■ **WHAT THE EXERCISE ASKS**:
In the records below, copy verbatim every line from the one containing "Annotation guideline — the target class is green" up to and including the one containing "434;458;574;657".

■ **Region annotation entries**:
>>>>>
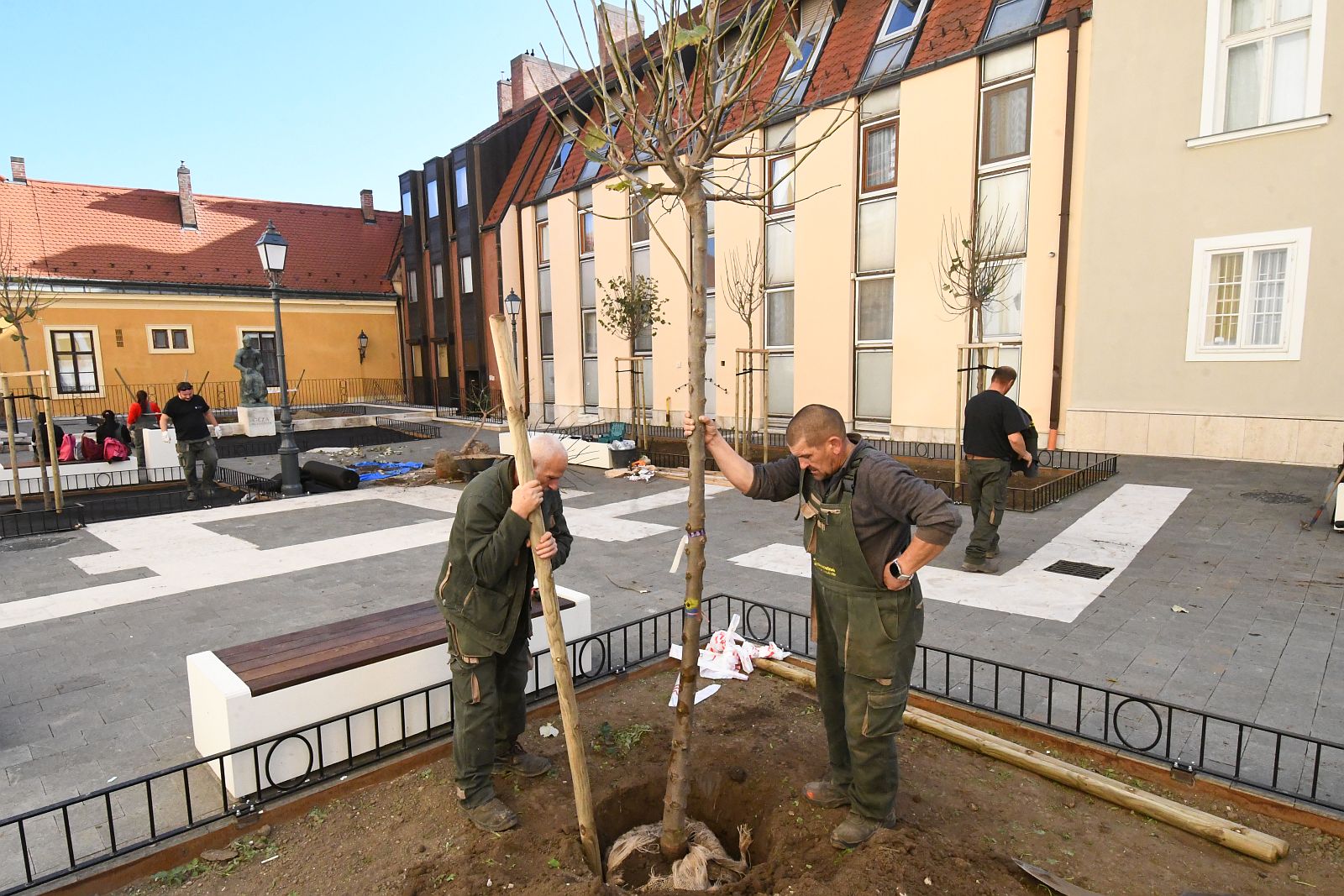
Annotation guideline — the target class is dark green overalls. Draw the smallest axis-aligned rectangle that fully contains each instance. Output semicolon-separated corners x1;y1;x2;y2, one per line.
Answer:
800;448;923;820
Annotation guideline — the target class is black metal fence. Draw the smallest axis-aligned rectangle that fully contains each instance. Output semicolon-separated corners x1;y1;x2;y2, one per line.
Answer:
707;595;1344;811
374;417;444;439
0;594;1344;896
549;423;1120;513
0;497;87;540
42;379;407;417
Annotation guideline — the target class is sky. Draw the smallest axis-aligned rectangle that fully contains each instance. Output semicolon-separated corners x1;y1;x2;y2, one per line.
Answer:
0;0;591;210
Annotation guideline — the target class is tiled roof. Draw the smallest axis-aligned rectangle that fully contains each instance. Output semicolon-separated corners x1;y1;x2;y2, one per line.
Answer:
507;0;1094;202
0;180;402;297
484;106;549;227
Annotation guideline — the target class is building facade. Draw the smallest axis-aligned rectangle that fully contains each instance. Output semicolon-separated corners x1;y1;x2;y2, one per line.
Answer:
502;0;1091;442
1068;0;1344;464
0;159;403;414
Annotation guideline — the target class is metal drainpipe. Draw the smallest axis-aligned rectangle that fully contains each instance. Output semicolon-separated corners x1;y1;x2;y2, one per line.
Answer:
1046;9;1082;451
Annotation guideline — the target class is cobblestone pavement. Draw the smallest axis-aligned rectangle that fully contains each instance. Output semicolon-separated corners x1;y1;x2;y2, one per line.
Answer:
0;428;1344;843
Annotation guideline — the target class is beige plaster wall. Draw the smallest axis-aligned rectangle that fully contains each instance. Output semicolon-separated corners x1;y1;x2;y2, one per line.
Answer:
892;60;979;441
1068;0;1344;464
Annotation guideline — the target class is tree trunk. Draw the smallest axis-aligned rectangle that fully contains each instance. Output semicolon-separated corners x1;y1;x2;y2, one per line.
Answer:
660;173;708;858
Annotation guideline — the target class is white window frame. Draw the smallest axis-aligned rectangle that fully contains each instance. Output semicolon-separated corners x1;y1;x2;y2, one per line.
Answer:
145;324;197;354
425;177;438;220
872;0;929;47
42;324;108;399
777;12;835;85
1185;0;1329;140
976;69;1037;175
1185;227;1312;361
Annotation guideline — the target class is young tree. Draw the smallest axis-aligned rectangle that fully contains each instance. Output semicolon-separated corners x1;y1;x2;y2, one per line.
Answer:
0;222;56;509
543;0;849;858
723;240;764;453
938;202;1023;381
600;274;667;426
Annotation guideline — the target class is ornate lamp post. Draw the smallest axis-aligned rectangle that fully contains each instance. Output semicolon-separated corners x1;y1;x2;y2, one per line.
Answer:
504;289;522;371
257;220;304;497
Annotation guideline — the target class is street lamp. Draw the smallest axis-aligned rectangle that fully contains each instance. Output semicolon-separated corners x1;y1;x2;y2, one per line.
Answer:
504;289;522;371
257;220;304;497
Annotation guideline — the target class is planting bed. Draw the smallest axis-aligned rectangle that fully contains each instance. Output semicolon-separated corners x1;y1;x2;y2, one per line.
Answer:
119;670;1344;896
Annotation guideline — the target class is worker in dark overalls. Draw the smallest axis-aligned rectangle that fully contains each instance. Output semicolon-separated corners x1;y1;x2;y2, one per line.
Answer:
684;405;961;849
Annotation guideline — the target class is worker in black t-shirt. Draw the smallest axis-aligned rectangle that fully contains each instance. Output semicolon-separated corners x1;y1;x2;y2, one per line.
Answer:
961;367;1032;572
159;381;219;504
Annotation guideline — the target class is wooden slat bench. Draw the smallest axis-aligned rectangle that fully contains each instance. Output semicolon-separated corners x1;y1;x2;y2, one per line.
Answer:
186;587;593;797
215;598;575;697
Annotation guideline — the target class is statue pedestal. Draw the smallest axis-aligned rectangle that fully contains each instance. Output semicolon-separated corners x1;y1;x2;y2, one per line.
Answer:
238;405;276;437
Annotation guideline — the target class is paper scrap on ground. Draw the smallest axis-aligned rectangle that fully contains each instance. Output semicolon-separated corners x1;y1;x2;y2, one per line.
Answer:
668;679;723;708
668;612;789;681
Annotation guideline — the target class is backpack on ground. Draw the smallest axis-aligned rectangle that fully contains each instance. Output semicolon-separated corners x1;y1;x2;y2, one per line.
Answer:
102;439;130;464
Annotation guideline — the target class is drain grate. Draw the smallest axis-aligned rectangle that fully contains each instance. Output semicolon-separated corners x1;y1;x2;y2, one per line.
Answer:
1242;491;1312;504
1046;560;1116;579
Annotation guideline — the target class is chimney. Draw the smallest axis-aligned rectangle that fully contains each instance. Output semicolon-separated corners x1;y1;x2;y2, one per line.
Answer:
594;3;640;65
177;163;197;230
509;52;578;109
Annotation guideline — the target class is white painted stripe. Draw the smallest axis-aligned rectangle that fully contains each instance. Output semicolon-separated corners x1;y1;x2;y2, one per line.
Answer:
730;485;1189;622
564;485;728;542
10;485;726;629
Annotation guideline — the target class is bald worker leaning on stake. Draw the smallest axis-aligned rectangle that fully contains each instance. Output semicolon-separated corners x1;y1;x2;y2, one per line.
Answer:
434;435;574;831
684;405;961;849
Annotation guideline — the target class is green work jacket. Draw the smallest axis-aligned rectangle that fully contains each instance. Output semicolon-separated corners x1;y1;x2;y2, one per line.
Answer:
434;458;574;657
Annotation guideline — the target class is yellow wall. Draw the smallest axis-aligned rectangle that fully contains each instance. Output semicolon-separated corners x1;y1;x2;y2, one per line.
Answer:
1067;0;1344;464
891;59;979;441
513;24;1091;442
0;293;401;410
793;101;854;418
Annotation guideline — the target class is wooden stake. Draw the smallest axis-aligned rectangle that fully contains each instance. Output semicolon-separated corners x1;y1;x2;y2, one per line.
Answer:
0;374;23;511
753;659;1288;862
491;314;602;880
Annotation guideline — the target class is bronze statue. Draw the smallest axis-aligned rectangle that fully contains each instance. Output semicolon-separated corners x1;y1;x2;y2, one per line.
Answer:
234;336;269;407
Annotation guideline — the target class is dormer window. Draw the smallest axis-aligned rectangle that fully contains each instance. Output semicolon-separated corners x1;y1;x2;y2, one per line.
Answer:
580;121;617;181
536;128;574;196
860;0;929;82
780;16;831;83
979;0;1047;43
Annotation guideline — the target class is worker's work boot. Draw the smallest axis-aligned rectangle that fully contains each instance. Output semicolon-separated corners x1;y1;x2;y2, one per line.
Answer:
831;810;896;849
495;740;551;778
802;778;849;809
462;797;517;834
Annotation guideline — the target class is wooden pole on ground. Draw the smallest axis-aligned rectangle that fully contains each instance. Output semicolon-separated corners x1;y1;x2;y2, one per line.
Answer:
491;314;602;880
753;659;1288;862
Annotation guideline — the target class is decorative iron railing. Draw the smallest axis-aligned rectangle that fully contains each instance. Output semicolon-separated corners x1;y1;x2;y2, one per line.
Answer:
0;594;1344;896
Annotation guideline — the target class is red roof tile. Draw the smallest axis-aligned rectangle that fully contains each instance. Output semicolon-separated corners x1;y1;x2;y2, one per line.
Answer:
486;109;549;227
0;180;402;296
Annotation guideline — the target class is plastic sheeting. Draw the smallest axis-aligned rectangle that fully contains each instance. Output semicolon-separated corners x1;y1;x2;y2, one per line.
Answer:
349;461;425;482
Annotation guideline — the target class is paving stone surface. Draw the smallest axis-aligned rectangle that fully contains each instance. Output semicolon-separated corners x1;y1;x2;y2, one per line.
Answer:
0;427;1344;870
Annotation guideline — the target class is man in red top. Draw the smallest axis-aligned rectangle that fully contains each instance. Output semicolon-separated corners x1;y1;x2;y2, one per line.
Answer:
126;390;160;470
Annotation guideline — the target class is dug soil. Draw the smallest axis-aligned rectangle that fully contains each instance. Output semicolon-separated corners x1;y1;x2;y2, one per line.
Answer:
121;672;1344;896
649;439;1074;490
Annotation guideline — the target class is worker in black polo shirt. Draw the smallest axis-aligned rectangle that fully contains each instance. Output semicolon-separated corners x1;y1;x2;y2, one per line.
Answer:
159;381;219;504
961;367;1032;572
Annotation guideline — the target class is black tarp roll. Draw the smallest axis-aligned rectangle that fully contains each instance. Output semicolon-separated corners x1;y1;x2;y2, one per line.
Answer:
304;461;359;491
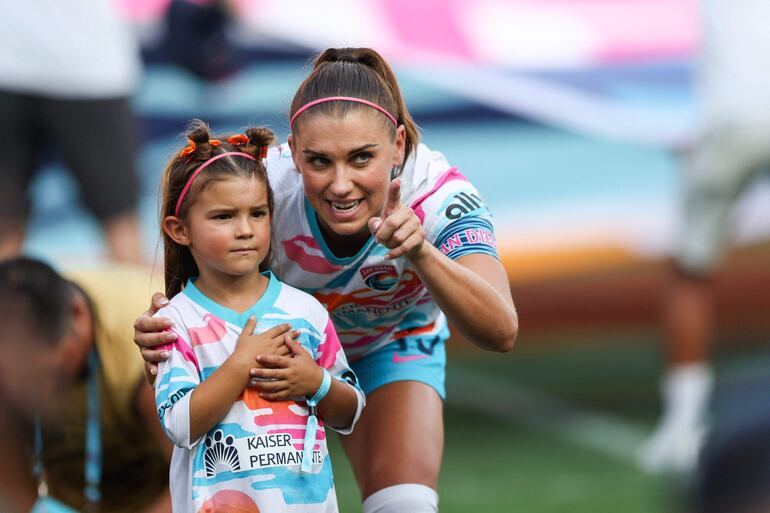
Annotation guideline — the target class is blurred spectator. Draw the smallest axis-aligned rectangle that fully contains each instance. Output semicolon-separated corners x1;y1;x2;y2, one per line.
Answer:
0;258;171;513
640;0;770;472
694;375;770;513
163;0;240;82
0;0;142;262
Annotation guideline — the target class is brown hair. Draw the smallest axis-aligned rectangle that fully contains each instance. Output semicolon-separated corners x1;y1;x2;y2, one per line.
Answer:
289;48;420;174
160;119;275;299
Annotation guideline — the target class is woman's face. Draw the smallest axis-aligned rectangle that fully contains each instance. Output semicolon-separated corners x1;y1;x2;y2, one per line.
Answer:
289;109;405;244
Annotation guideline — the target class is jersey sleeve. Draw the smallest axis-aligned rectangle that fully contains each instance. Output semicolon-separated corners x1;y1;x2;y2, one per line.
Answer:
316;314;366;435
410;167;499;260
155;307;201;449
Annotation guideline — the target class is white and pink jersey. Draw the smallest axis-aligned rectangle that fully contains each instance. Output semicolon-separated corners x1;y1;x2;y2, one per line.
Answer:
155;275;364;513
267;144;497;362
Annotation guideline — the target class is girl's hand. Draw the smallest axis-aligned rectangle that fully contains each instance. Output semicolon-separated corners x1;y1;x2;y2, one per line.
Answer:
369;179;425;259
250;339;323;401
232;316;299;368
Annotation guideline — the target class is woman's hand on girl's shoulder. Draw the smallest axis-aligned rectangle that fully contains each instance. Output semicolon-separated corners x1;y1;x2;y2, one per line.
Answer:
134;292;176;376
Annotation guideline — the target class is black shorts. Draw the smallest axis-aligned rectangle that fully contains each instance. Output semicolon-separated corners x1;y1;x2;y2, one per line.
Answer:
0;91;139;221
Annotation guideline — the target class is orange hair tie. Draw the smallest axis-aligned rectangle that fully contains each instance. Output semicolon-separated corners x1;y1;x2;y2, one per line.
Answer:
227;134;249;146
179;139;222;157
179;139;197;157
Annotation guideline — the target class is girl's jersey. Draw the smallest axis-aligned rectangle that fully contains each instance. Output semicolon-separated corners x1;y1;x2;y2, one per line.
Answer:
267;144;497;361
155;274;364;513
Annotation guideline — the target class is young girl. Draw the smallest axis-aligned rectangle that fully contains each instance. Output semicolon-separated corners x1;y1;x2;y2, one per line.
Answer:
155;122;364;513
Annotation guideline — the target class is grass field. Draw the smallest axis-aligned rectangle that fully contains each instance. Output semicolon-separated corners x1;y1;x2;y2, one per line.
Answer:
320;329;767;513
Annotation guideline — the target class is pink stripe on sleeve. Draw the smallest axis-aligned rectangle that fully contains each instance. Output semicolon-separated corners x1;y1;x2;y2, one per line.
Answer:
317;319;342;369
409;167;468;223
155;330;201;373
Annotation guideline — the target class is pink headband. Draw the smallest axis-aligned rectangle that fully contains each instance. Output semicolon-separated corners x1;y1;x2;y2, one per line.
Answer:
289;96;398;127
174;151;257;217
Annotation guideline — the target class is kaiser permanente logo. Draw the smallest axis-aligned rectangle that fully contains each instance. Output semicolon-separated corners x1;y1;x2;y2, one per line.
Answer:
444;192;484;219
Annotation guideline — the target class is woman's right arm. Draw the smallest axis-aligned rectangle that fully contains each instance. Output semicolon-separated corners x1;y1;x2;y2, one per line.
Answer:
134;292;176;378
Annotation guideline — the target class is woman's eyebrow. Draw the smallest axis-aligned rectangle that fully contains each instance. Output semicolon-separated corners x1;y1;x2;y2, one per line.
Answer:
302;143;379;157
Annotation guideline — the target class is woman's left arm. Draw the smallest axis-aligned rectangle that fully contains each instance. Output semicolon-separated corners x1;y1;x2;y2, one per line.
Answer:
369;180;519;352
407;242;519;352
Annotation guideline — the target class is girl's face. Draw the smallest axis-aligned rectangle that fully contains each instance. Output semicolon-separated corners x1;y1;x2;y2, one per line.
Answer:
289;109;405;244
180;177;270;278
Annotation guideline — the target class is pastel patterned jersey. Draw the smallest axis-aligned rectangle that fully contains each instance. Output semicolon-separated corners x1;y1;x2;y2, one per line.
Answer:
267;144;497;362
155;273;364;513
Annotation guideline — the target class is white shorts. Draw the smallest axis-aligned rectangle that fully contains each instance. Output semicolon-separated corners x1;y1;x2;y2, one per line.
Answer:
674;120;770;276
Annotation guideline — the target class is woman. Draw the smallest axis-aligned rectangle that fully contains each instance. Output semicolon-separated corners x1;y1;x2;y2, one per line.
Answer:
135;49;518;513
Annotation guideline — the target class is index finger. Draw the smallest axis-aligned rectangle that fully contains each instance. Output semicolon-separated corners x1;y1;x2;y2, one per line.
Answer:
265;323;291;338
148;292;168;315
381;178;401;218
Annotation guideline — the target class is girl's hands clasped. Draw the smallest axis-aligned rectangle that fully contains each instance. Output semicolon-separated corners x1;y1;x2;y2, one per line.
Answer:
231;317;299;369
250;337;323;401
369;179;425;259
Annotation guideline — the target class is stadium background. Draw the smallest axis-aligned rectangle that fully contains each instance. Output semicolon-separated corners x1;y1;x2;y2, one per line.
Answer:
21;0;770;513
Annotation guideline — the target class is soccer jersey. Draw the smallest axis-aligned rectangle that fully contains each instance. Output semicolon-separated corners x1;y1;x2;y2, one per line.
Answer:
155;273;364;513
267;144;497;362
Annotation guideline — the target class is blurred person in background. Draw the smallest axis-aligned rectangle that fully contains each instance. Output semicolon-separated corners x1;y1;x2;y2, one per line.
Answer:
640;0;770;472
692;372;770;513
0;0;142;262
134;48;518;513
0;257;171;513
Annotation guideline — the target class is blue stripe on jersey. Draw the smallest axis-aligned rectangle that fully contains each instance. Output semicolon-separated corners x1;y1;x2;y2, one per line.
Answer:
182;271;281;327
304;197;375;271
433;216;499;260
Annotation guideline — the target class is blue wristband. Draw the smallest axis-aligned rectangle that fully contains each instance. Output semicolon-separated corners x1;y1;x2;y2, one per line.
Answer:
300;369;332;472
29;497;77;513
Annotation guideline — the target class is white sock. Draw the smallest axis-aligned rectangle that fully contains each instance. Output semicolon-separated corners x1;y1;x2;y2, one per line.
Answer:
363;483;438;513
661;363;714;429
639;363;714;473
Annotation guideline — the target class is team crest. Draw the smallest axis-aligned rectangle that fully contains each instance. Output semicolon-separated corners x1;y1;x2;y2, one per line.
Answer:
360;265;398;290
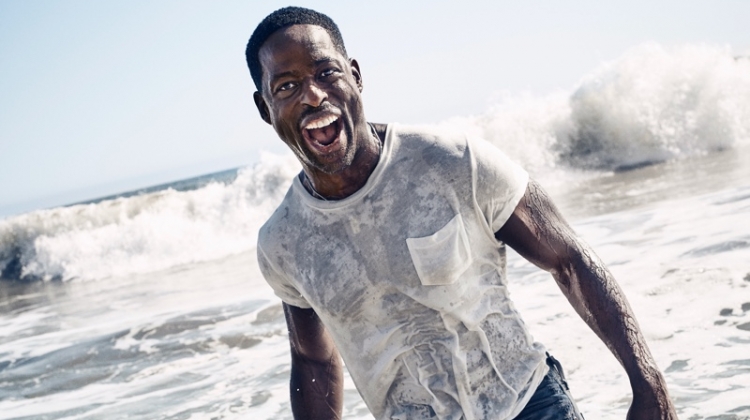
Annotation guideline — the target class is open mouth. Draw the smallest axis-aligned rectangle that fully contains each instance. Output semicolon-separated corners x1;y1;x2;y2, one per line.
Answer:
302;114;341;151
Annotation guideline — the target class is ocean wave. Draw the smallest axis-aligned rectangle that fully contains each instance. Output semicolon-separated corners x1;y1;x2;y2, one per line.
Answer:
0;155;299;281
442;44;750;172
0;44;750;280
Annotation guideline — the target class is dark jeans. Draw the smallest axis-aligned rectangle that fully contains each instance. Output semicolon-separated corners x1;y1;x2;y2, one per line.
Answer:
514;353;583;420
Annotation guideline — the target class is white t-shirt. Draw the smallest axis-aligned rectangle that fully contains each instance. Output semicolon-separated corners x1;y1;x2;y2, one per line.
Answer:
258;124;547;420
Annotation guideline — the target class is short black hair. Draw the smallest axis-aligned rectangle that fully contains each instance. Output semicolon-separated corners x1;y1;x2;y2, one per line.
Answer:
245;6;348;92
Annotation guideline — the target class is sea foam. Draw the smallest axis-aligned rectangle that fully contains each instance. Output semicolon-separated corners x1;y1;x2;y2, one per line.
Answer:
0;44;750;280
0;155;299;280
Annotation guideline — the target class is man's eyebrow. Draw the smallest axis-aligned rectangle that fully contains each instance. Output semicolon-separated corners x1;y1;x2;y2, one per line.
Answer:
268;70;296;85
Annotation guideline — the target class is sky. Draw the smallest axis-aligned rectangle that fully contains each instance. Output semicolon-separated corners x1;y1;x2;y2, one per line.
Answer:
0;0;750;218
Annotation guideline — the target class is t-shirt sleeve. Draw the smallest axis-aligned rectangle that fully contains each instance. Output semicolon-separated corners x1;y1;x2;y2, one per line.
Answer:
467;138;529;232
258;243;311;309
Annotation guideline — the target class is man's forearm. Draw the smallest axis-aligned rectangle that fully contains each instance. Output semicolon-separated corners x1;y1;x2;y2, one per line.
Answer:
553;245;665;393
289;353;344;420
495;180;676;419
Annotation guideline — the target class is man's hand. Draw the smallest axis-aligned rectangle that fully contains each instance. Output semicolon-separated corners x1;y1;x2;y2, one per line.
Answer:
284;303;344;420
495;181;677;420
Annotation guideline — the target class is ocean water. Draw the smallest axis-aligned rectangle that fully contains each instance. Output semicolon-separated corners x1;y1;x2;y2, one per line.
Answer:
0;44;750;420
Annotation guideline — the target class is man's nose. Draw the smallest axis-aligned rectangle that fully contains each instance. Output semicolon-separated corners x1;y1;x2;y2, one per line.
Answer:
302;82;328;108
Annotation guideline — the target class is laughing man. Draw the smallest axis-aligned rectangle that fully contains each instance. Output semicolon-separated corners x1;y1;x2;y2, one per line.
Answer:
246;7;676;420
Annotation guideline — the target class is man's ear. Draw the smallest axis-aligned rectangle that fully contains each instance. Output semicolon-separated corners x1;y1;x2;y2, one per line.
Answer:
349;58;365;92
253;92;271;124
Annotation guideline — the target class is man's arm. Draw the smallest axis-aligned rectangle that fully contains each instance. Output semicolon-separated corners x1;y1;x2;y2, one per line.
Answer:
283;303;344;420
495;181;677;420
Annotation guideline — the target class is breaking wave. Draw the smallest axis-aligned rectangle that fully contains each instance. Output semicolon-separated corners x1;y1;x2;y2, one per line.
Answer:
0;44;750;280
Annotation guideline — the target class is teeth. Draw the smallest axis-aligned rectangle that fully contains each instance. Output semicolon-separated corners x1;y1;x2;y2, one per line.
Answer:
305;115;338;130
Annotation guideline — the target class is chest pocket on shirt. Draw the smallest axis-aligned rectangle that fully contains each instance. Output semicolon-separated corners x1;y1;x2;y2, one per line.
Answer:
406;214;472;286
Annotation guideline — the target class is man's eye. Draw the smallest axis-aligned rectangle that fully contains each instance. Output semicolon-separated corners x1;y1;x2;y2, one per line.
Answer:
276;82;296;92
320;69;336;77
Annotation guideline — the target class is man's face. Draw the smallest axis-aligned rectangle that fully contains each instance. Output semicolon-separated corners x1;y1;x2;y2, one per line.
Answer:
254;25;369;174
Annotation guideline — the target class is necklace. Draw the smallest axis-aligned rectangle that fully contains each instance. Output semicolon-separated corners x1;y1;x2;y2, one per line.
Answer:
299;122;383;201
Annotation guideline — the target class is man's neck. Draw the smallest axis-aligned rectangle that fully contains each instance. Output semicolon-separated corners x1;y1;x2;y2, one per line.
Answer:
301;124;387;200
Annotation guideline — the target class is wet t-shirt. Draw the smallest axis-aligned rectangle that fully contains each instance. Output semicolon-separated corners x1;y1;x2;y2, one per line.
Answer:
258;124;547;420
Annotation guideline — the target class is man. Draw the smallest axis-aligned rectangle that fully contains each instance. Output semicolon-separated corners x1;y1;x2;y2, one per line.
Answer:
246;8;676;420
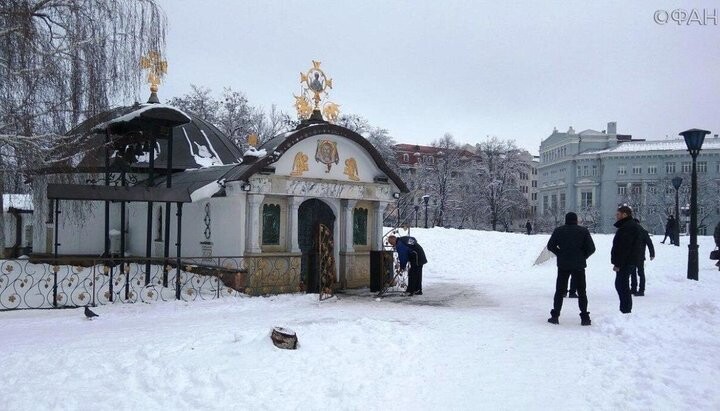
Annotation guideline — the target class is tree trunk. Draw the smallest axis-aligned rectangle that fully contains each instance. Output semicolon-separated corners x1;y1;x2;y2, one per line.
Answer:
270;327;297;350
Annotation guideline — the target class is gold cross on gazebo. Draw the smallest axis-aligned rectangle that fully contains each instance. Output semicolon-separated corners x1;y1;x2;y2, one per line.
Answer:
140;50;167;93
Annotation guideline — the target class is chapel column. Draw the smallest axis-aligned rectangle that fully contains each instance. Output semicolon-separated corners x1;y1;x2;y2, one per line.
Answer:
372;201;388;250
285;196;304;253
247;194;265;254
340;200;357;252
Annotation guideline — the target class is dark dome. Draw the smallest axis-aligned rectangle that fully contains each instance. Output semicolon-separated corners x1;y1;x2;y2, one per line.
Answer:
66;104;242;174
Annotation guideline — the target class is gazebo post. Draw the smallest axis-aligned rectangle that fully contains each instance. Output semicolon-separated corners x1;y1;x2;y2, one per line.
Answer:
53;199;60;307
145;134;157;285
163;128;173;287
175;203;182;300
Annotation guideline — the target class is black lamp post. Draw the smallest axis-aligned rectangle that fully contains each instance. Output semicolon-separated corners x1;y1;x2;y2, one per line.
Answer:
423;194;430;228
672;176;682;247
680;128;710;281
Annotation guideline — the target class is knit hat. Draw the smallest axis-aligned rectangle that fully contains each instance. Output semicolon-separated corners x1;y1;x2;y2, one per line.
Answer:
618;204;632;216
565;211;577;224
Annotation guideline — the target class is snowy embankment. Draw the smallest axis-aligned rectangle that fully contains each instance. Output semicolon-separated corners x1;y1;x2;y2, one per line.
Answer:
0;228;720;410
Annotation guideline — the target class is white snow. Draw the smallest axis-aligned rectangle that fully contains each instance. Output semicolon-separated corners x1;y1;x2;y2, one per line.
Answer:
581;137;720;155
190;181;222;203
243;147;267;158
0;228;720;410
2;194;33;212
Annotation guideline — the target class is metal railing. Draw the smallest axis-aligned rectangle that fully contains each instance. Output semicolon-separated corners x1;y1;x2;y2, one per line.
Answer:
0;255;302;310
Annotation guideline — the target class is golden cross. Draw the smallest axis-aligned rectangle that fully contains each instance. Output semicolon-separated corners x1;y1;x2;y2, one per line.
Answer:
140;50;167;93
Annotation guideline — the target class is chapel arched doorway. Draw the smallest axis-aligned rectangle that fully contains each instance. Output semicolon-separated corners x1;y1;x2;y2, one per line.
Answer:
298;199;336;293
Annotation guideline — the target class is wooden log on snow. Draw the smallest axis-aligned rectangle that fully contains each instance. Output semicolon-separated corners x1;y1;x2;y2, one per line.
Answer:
<<<<<
■ **WRITTEN ANSWER**:
Annotation guideline — the target class is green work jacket. Draw the smallest axis-aligned rectangle that fully contains each instance. Output semicolon-separated corners x1;y1;x2;y2, one per line.
Answer:
434;458;574;657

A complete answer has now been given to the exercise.